◆ Il tuo obiettivo ◆
Rispondi a queste domande basandoti sul brano sull'abbazia e la valle del Turano.
(a) Quali località segnavano approssimativamente il confine sud del territorio controllato dall'abbazia?
(b) Quali zone collegava la valle del Turano all'epoca del racconto?
(c) Di quale diocesi faceva parte la riva sinistra del Turano nel X secolo?

L’abbazia in effetti controllava la riva sinistra del Turano, un modesto territorio che aveva per limiti approssimativi Rocca Salice a nord, Vallebona e Canemorto ad ovest, Portica e Vallinfreda a sud. Questo territorio appare agli occhi di un distratto osservatore moderno come completamente marginale, al di fuori di tutti i principali assi di comunicazione dell’Italia centrale, poco popolato e montagnoso. Ma all’epoca del nostro racconto la valle del Turano rappresentava un importante asse viario e commerciale che metteva in comunicazione il Reatino con la Marsica e l’Italia meridionale. Ed è proprio a causa di ciò che questo territorio era stato assai spesso al centro di dispute tra le diocesi di Rieti e della Sabina, senza menzionare l’arrivo dei normanni che con il loro neonato regno di Sicilia, avevano, verso la metà del XII secolo, rimescolato completamente le carte in tavola, aggiungendo alla disputa territoriale un altro protagonista di rilievo, la diocesi della Marsica. Nel X secolo la riva sinistra del Turano aveva fatto parte della diocesi della Sabina per essere poi incorporata nella diocesi di Rieti probabilmente già nell’XI secolo e certamente nel XII secolo. Pur facendo formalmente parte della diocesi di Rieti, l’abbazia ne era di fatto indipendente, gestendo in modo autonomo le chiese ed i villaggi che ricadevano sotto il suo controllo.

◆ Insieme di righe ◆
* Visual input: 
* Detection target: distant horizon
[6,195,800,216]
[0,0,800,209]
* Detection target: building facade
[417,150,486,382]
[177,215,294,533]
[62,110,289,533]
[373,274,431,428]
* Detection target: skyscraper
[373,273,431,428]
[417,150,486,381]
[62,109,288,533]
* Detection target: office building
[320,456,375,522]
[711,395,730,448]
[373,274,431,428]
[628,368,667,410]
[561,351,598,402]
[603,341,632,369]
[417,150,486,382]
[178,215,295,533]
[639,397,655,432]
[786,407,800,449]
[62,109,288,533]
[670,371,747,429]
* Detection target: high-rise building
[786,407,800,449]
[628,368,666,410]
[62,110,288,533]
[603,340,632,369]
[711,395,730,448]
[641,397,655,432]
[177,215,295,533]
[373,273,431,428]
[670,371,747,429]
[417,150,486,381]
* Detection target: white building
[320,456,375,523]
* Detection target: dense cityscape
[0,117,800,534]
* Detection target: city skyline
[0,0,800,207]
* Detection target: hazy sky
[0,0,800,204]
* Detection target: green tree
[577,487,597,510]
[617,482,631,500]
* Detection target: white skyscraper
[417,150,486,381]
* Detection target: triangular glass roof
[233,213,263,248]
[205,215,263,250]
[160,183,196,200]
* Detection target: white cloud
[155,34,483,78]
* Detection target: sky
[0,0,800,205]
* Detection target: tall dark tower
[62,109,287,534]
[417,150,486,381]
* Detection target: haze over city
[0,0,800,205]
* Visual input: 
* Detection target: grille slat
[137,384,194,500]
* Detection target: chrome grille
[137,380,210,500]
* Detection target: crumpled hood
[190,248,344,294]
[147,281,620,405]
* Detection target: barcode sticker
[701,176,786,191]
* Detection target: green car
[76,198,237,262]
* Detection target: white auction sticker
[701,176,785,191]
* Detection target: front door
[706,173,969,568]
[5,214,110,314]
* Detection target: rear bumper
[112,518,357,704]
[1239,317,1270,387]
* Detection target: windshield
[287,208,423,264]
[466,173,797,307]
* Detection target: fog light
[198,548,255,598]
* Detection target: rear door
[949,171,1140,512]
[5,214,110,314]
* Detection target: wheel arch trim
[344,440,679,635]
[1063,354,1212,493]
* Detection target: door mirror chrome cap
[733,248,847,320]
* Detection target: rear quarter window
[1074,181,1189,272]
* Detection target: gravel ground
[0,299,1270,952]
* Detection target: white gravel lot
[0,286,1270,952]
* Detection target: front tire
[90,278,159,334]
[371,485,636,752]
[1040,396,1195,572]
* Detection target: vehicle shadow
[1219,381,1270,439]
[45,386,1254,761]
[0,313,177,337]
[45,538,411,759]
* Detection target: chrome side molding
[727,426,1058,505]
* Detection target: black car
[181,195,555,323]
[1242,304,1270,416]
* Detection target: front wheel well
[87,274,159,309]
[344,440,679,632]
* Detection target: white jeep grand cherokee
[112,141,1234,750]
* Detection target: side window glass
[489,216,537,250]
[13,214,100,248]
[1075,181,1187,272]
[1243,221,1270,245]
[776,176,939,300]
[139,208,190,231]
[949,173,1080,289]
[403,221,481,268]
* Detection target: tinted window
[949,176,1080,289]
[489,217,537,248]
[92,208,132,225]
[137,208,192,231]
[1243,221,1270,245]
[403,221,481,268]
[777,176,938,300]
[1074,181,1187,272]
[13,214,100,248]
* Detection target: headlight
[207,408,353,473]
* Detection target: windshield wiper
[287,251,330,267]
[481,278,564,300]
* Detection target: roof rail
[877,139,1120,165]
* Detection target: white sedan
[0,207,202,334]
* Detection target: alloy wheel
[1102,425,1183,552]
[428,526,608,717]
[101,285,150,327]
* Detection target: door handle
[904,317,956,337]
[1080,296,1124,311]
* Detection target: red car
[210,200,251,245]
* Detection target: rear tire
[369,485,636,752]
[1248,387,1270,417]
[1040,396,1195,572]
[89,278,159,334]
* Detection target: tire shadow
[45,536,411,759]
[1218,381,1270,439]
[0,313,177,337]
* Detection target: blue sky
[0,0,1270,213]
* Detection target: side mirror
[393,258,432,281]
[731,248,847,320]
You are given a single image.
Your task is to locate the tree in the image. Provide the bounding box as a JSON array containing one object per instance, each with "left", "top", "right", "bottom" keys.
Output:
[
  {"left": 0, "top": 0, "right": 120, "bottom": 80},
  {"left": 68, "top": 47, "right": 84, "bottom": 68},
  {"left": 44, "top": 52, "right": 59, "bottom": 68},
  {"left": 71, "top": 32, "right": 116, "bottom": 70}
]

◆ Risultato dell'esercizio ◆
(a) Portica e Vallinfreda.
(b) Il Reatino con la Marsica e l'Italia meridionale.
(c) La diocesi della Sabina.